Aim of the task:
Answer these questions from the blog post on writing murderer characters:
(a) Which work by Jean Rostand does the post quote?
(b) How long does the post say was spent clearing the driveway before the snow plow driver plowed it in?
(c) To what kind of characters does the writer restrict the books?
(Selected extract begins)
Some Musings on what your murderer should look like

What does a murderer look like? What kind of person thinks about killing someone else anyway? Well, other than people like me and those of you reading

this blog post.

In JEAN ROSTAND’S “Thoughts of a Biologist.” He wrote “Kill one man, and you are a murderer. Kill millions of men, and you are a conqueror. Kill them all,

and you are a god.”

The categories embodied in that quotation is a good starting point to think about when you set out to develop the character in your book destined to be the murderer. Someone who

kills for love, money, sex, custody of children or power would qualify as a murderer.

Those who kill in military settings are not murderers in the popular sense of the word. They’re soldiers in battle and killing is part of war.

Genocide, on the other hand, goes a step beyond military conflict into religious fanaticism and is likewise not murder per sey. It does, however qualify

as a crime against humanity and goes a long way towards proving that old saying: “there is nobody more dangerous than a religious fanatic with a large supply of munitions.” Just take a look at central Asia where suicide bombers think nothing of killing hundreds of innocent people in a bus station or on a train

for reasons known only to the fanatic who convinced the suicide bomber to kill him or her self and to take the innocent with them.

So, who exactly is the murderer in your book? Is he or she someone grinding an axe over an old or recent real, or perceived wrong done to them? Is this murderer avenging something that happened during a hitch in the military, be it a battle incident or something he or she learned later on that turned out to  be a terrible

wrong to someone? Did battle experiences impair his/her judgement in some way? How about the religiously motivated “God wants me to do this” type of murderer?

There are many variations to each of those categories. Many writers, myself among them, prefer to deal with the individual murderer who is killing because of one of the basics. Love, child custody, money, property, power or the rights to one of the foregoing. My reason for this is simple, most any average, otherwise law abiding citizen can genuinely be pushed into killing someone.

IT’s sad, but true. The criminal justice court systems across the modern world are jammed with crimes of this most basic variety.

Be realistic, anyone can be made nearly homicidal. Are you honestly going to tell me that you’ve never thought murderous thoughts about that snow plow driver who plows you in after you just spent 3 hours clearing your driveway?

So, what is the murderer in your story going to look like? Wild eyed and fanatical? An excitable, quick-tempered mid-level business manager? The quiet, respectable mother with the husband and 3 kids who came unhinged in a hard to see, moral sense and kills to protect her family from some perceived danger? How about a police officer taking the law into his or her own hands?

Then there’s that mass of “the unseen” murderers out there.

I mean those you run across every single day and just don’t “see.” You know the people I mean, the teller at the bank, the HR administrative assistant in your office, the clerk at the grocery store, the man or woman behind the meat or vegetable counter at the vegetable store or butcher’s shop, the physician’s assistant at your doctor’s office, the mechanic who fixed your car, that always smiling receptionist or that furniture salesman who didn’t convince you to buy that new recliner.

When you smiled politely at him or her and said “No thank you, I think I’ll wait to buy one another day.” Did you just push them over the edge and not know it?

When a character like that is well written into your story, the “unseen” murderer can end up making a reader so paranoid that even someone like Stephen King will sleep with the lights on for a few nights. The more realistic, daily-life type of murderer you come up with, the less sleep Stephen King is going

to get.

By the way, I restrict the characters in my books to humans. I’m just not capable of writing a murderous pet cat or dog into any story idea of mine. That’s Stephen

King’s genre and he’s the best at it.

I suggest that you stick with the real world and make your murderer one of the many unseen people you see every day.
(Selected extract ends)
(Entries supplied begins)
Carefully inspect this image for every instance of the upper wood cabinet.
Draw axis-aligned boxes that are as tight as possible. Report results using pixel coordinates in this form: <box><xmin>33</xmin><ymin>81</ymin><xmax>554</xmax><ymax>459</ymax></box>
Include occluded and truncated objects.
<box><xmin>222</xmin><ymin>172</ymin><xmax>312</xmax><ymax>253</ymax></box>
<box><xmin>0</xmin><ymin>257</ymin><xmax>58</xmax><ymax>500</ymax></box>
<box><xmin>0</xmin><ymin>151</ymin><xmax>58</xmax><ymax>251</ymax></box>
(Entries supplied ends)
Task response:
(a) "Thoughts of a Biologist."
(b) 3 hours.
(c) Humans.